REQUIRED TASK
Continue the mailing-list thread about installing Freenet on Debian from the point where it stops.

EXTRACT TO READ
On Fri, 20 Jan 2012 15:50:03 -0600, Yfrwlf wrote:
> On 01/20/2012 03:26 PM, Dennis Nezic wrote:
> > On Fri, 20 Jan 2012 15:12:24 -0600, Yfrwlf wrote:
> >> On 01/20/2012 10:05 AM, Evan Daniel wrote:
> >>> On Fri, Jan 20, 2012 at 9:56 AM, Yfrwlf<yfr...@gmail.com>   wrote:
> >>>> On 01/20/2012 07:05 AM, Dennis Nezic wrote:
> >>>>
> >>>> On Fri, 20 Jan 2012 22:10:39 +1300, Austin wrote:
> >>>>
> >>>> Originally tried the JavaWebStart installer, and had problems
> >>>> with disk space. Moved /usr/local to a bigger partition, then
> >>>> downloaded the offline installer:
> >>>> http://freenet.googlecode.com/files/new_installer_offline_1405.jar
> >>>> as per the web site instructions; also the sig file
> >>>> new_installer_offline_1405.jar.sig which I verified with gpg.
> >>>> Then ran
> >>>>  java -jar new_installer_offline.jar
> >>>> All went OK until Processing step 2/15, "Setting the Updater up",
> >>>> which reported "Process execution failed" and asked "Continue
> >>>> Anyway?". I continued, but every step after that failed.
> >>>> Cleared out the target directory and tried again, same result.
> >>>> Can't find any installation log, is there one somewhere?
> >>>> Grateful for any suggestions as to what to try next.
> >>>> System is Debian Linux 2.6, amd64 (Intel i7 870), 8GB RAM.
> >>>> Java OpenJDK 1.6.0_18
> >>>>
> >>>> (Side note: Why isn't there a debian package for freenet yet?)
> >>>>
> >>>>
> >>>> Well with the only dependency being Java I could understand why
> >>>> there are no packages.  If there needed to be though it should be
> >>>> Zero Install so that it's cross-distro and cross-platform.
> >>> Using Zero Install won't make it so I can "apt-get install
> >>> freenet". That needs a Debian package, hosted on the Debian
> >>> repositories. The request is for a Debian package on Debian
> >>> repos, not to make it easier to install Freenet on Debian.
> >>>
> >>> Evan
> >> Okay.  Developers would love to not have to spend the time making a
> >> package for every distro and distro verison though, and running
> >> "0launch<program's url>" to download and run a program from the
> >> command line is an option, though not as simple, but hopefully
> >> after it gets a software store for ZI collections that will become
> >> an option as well.
> > The whole point of community distros is precisely to help program
> > developers in this regard. Gentoo users, for example, maintain a
> > freenet package completely on their own. It seems like you're
> > trying to wish away the whole concept of distros. (Actually, trying
> > to impose your own preferred yet-another-package-manager :p.)

RECORDS SHOWN
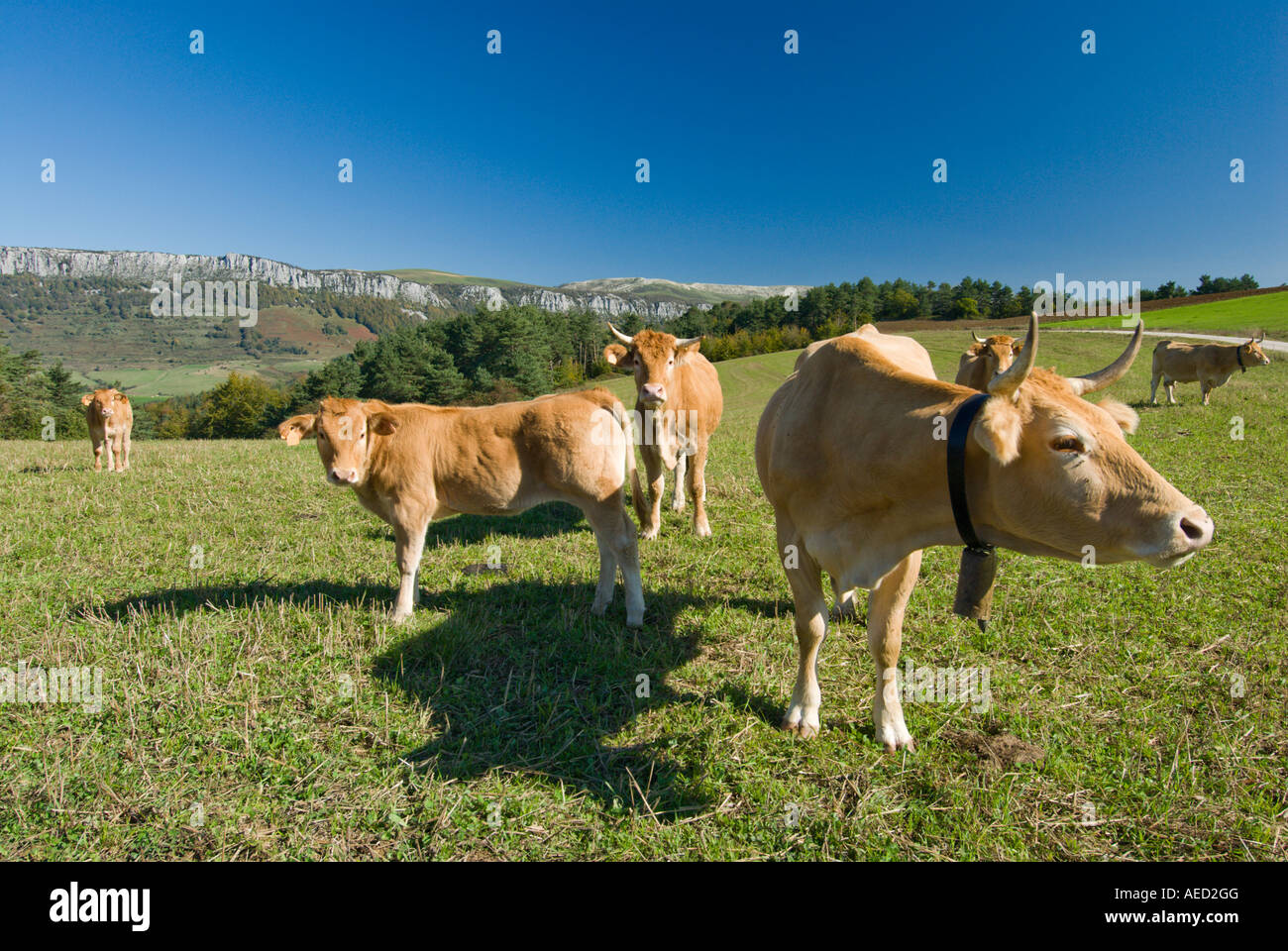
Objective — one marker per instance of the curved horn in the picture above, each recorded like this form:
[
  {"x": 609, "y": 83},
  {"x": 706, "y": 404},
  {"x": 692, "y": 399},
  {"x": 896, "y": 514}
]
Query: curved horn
[
  {"x": 1009, "y": 380},
  {"x": 1113, "y": 372}
]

IN RESPONSE
> 
> Yes, everyone loves re-packaging the same program over and over and
> over again, tons of fun. :P
> 
> ZI is a package manager that can run on top of or beside existing 
> package managers because it allows co-existence with other package 
> managers.  You can install it on any distro.  That makes it one of
> the few cross-distro and cross-platform (Mac, Windows, BSD etc too)
> package managers out there, and thus much more capable of becoming a
> real actual god-forbid Linux standard to allow users and developers
> more freedom to share programs.
> 
> So, your proposition that it's useless is totally absurd.  Why anyone 
> would go "yessss I have to make 50 billion different packages for the 
> same program because there are no standards!" is totally beyond my 
> comprehension.  There is no actual justification for having multiple 
> formats/standards/managers.  You want to choose one standardized
> system, and then throw all the features you need into the managers
> which are compatible with that system. [snip]

>From my perspective, it is useless. I already have a great package
manager, and a freenet package. You also don't seem to understand the
purpose of different linux distributions. The reason you need "50
billion different packages for the same program", is the same reason
"50 billion" linux distros exist, and the same reason why having a
single standard is quite naive and absurd -- people are different.
(Decentralization and independent testing that distros provide are also
invaluable.) (Open-source) program developers should not be in the
business of distribution.

Anywho, the point is there really should exist "apt-get freenet" by
now. And "0launch freenetwhatever" too :P.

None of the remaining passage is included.